(Dataset entries)
___

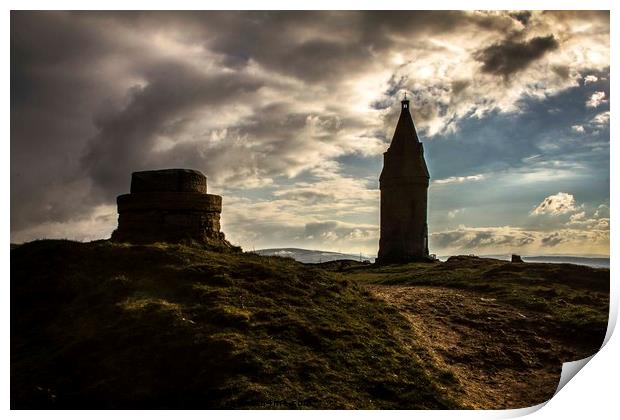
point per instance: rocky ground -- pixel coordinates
(504, 357)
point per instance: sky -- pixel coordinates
(288, 115)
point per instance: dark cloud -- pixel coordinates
(523, 17)
(508, 57)
(248, 97)
(126, 139)
(470, 239)
(552, 240)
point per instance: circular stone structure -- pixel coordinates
(169, 205)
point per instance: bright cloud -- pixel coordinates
(596, 99)
(556, 204)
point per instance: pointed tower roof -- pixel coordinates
(405, 129)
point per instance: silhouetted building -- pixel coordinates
(404, 190)
(169, 205)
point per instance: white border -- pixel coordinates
(593, 394)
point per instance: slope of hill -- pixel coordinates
(502, 329)
(104, 325)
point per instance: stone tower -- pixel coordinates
(169, 205)
(404, 190)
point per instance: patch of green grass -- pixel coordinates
(106, 325)
(574, 298)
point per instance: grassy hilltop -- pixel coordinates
(170, 326)
(105, 325)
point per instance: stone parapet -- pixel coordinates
(169, 205)
(169, 201)
(168, 180)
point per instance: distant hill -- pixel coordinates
(316, 256)
(162, 326)
(312, 256)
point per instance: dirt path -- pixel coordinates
(501, 356)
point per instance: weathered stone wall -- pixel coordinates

___

§ ABOUT THIS EXERCISE: Each line from the one containing "point per instance: distant" through the last line of the entries is to be copied exactly, with no other lines added.

§ YOUR RESPONSE:
point per instance: distant hill -- pixel coordinates
(316, 256)
(162, 326)
(312, 256)
point per instance: dirt path -- pixel coordinates
(501, 356)
point per instance: weathered stone wall -- pixel coordinates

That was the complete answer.